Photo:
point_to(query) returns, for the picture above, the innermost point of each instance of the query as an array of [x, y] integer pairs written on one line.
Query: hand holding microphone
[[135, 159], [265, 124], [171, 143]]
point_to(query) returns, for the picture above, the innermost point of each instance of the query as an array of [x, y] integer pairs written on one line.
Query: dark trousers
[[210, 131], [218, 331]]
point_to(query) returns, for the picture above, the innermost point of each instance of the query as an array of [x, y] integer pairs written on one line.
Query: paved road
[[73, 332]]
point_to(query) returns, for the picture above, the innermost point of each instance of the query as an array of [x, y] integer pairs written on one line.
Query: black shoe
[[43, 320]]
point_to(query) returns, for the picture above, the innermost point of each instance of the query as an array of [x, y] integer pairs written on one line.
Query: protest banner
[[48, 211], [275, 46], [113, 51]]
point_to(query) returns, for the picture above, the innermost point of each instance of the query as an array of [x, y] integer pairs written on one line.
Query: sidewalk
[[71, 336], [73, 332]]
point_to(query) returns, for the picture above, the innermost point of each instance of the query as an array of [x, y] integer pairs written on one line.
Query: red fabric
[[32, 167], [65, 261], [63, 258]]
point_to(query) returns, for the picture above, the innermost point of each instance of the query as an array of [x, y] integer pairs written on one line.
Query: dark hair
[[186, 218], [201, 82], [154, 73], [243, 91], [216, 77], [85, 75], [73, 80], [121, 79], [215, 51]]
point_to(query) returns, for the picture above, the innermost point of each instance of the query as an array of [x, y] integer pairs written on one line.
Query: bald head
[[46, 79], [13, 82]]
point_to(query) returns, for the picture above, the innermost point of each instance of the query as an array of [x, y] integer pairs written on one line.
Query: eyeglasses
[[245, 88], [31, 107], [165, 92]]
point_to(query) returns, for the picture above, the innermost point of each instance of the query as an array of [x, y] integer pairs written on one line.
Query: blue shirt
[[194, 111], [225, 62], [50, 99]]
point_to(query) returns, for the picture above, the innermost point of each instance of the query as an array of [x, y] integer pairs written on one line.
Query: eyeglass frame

__Work task__:
Copy the entries above exactly. Miss none of them.

__Exercise output__:
Photo:
point_to(query) returns, for the picture above, the innermost point of each instance of the query as an array of [x, y] integer pairs written on one line.
Query: hand holding microphone
[[135, 159], [265, 124], [171, 143]]
point_to(query) returns, for the picture above, the innermost point of each instance of the query as an array of [x, y] integer pairs written on one line.
Query: dark trousers
[[210, 131], [218, 331]]
point_to(query) returns, for the picture above, the innermost point of each instance of the query as an array of [x, y] integer pairs written on one line.
Query: paved road
[[73, 332]]
point_to(query) returns, for the picture above, the innermost point of each instance of the query as an array of [x, y] integer pairs written on one line.
Query: black shoe
[[43, 320]]
point_to(query) returns, for the picture above, the innermost point of each instance of the query as an array of [x, y] integer pairs written on one line.
Query: protest banner
[[48, 211], [275, 46], [113, 51]]
point_to(query) returns, for the picture above, the innermost point of each instance of the query as an array of [x, y] integer pairs written on one line.
Query: sidewalk
[[71, 336], [73, 332]]
point_to(query) returns, for the picture above, the innermost point of each instance of the query as an array of [x, y] integer pairs written on one line.
Query: red fabric
[[32, 167], [65, 261], [63, 258]]
point_to(query) returns, for the picture above, the innermost point of each instance of the query as an array of [x, y] integer pairs written on one line.
Query: dark hair
[[186, 218], [201, 82], [154, 73], [243, 91], [216, 77], [85, 75], [73, 80], [121, 79], [215, 51]]
point_to(query) returns, for the picture above, the innermost point of each instance of the query as an array of [x, y] integer pairs written on one line.
Query: bald head
[[46, 79], [13, 82]]
point_to(query) returns, for the picture above, the innermost point of each instance of the query as an array of [x, y] integer pairs written on one line.
Query: eyeglasses
[[245, 88], [31, 107], [165, 92]]
point_to(query) returns, for the picture above, the innermost point of each instance of the query as an array of [x, y] integer pairs written on one line.
Query: blue shirt
[[194, 111], [225, 62], [50, 99]]
point_to(query) returns, for the picture above, the innermost point of each instance of the query as an array of [x, y] integer pairs written on one line.
Query: eyeglass frame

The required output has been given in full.